▸ **Work item A**:
According to the Benedictine University article, why does the university encourage zealous discourse such as the exchange between Al-Sammarraie and Koursi? Answer in one to three sentences.
▸ **Work item B**:
Quote the stretch of the Benedictine University article from "Benedictine University: Arab" through "country of Iraq.".

▸ **Text section**:

·····

Benedictine University: Arab nation students find rare freedoms, surreal change of pace from life or death conditions
Aug 22, 2012, 05:42 ET
LISLE, Ill., Aug. 22, 2012 /PRNewswire-USNewswire/ -- Asma Al-Sammarraie is a personable 20-year-old woman pursuing a medical degree. The slender, unassuming articulate student is outspoken about health care and women's rights. However, she is also street smart and knows what she says during discussions in America might very well get her killed in her home country of Iraq.
"Back home you fear for your life a lot because you are different from the others. And everyone is different back home. You will always find people that consider you their enemy and might attack you, hurt you," said Al-Sammarraie, who is a participant in the U.S. Department of State's Middle East Partnership Initiative (MEPI) at Benedictine University in Lisle, Ill. – one of only six U.S. universities to host this program, which trains students as leaders to advance social reforms in the Middle East and North Africa.
This summer, Benedictine hosted 22 students from the Middle East and North Africa for an intensive program of leadership training and civic responsibility in a democratic society as part of its ongoing effort to facilitate open dialogue among diverse groups.
Al-Sammarraie copes daily with the potential of violence toward her by being savvy with whom she communicates and how she communicates.
"You try to steer clear of turbulent waters. You try not to pick quarrels with other people," she said. "You might find a lot of them unhappy with who you are. It's not the way it is in the United States. Everyone accepts other people for who they are and they never try to enforce their own beliefs."
However, MEPI participant Najma Koursi, 21, of Tunisia, was quick to challenge Al-Sammarraie's utopian view of America.
"You are saying it like it was heaven here. What I saw was that people here did not want health care for other people," said Koursi, who added that Tunisia provides free health care for all its citizens.
Benedictine encourages such zealous discourse and believes it's a positive step toward improving relations between diverse cultures who normally would not interact. It also demonstrates the freedom each student feels to openly express opinions while in America – a freedom that is nonexistent or precarious in their home countries.

·····

Stored data
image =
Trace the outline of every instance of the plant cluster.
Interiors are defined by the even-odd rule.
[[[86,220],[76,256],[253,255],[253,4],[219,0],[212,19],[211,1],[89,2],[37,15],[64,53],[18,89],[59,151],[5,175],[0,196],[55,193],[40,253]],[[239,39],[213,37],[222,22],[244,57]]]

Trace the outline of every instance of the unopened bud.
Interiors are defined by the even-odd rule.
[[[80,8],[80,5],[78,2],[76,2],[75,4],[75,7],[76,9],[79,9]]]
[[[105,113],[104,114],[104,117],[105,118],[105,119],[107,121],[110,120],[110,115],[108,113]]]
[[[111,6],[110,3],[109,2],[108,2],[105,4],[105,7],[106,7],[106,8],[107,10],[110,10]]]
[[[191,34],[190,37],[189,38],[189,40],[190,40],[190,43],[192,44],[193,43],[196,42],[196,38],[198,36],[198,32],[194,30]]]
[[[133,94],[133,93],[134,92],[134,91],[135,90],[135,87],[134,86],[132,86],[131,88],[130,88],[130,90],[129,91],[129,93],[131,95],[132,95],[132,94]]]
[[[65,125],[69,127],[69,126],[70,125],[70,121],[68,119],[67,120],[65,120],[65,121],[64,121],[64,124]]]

·····

▸ **Written solution A**:
Benedictine believes such discourse is a positive step toward improving relations between diverse cultures that normally would not interact. It also shows the freedom each student feels to openly express opinions while in America, a freedom that is nonexistent or precarious in their home countries.

▸ **Written solution B**:
Benedictine University: Arab nation students find rare freedoms, surreal change of pace from life or death conditions
Aug 22, 2012, 05:42 ET
LISLE, Ill., Aug. 22, 2012 /PRNewswire-USNewswire/ -- Asma Al-Sammarraie is a personable 20-year-old woman pursuing a medical degree. The slender, unassuming articulate student is outspoken about health care and women's rights. However, she is also street smart and knows what she says during discussions in America might very well get her killed in her home country of Iraq.